*Job*: Change every "keypoint" to "marker" in the entries, starting with the line that contains "Target: brown coral" and going on through the end of the entries, and give those lines again with everything else unchanged.

* begin Available records *

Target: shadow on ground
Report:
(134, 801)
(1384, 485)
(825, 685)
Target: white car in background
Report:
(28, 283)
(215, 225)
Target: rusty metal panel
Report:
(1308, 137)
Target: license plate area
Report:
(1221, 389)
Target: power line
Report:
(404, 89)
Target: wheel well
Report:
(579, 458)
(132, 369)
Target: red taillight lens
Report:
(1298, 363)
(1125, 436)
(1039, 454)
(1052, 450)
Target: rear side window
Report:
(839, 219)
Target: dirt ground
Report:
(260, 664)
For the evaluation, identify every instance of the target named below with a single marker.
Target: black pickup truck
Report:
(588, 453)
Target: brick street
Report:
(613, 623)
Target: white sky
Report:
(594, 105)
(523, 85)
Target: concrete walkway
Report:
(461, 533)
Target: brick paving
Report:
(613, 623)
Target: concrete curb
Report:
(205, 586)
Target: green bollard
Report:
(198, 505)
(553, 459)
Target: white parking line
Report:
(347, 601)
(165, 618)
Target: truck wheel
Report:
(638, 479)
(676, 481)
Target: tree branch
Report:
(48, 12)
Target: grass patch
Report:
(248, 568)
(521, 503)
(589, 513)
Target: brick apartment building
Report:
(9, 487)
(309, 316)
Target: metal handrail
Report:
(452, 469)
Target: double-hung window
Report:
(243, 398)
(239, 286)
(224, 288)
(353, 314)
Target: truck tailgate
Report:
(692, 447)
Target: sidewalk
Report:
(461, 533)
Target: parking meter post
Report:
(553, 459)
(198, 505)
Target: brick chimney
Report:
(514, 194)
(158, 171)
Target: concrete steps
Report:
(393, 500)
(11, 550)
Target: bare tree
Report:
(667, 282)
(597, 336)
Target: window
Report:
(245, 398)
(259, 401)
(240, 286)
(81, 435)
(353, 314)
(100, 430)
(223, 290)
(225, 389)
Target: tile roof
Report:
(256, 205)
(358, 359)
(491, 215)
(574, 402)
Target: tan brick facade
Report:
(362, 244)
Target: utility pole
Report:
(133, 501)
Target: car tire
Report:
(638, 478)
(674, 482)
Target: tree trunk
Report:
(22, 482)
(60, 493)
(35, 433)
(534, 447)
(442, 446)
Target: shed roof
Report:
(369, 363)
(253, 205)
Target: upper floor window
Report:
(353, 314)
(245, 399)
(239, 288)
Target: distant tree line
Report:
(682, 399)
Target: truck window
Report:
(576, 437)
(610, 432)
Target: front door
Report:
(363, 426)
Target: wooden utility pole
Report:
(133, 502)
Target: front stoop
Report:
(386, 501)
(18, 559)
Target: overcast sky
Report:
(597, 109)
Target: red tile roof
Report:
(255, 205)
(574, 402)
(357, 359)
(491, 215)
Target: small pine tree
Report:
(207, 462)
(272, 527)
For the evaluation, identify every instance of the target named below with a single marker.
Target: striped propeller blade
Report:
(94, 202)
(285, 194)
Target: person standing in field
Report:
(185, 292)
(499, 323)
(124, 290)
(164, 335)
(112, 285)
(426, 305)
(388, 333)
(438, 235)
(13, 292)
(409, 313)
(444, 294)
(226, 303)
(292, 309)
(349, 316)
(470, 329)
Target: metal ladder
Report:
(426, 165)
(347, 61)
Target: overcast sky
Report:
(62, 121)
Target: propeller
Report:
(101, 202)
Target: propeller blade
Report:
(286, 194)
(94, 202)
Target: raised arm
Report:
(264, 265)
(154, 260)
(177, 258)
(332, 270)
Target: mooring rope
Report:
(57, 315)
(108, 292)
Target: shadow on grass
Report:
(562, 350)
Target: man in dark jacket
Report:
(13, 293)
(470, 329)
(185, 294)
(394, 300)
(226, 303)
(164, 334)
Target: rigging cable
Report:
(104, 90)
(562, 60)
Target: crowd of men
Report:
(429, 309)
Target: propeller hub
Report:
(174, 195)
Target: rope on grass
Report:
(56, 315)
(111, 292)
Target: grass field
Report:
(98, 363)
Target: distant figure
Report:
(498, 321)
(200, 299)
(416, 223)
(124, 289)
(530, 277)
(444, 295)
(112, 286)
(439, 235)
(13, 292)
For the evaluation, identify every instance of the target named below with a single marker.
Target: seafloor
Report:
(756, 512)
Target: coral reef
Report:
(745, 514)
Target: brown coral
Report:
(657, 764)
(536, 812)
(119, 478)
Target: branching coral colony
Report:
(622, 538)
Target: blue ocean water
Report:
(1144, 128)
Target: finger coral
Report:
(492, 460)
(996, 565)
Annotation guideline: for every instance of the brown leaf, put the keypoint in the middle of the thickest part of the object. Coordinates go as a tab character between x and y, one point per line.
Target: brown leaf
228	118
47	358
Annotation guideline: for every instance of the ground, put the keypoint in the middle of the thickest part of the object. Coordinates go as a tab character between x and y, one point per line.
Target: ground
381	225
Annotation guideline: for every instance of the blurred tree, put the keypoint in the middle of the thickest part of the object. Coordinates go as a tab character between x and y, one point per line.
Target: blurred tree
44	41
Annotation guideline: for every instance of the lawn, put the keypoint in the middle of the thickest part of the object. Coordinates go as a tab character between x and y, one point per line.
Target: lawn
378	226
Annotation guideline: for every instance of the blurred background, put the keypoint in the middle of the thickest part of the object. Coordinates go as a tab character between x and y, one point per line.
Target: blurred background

* end Available records *

*Response to the exercise*:
Target: brown coral
Report:
(657, 764)
(536, 812)
(119, 478)
Target: branching coral colony
Report:
(622, 538)
Target: blue ocean water
Report:
(1144, 128)
Target: finger coral
Report:
(492, 460)
(996, 565)
Annotation guideline: for every instance of the brown leaf, put the marker in the middle of the thickest part of the object. Coordinates go as a tab character between x and y, one point per line.
Target: brown leaf
228	118
47	358
Annotation guideline: for every instance of the ground, put the marker in the middle of the thickest part of the object. Coordinates go as a tab character between x and y, one point per line.
Target: ground
381	225
Annotation guideline: for every instance of the blurred tree, put the marker in the middle of the thickest part of the object. Coordinates go as a tab character between x and y, one point per line.
Target: blurred tree
44	41
Annotation guideline: for every instance of the lawn, put the marker in the middle of the thickest part of the object. Coordinates go as a tab character between x and y, one point per line.
Target: lawn
378	226
Annotation guideline: for every instance of the blurred background, put the marker in the middle of the thickest part of the object. Coordinates go as a tab character between x and y, one point per line.
Target: blurred background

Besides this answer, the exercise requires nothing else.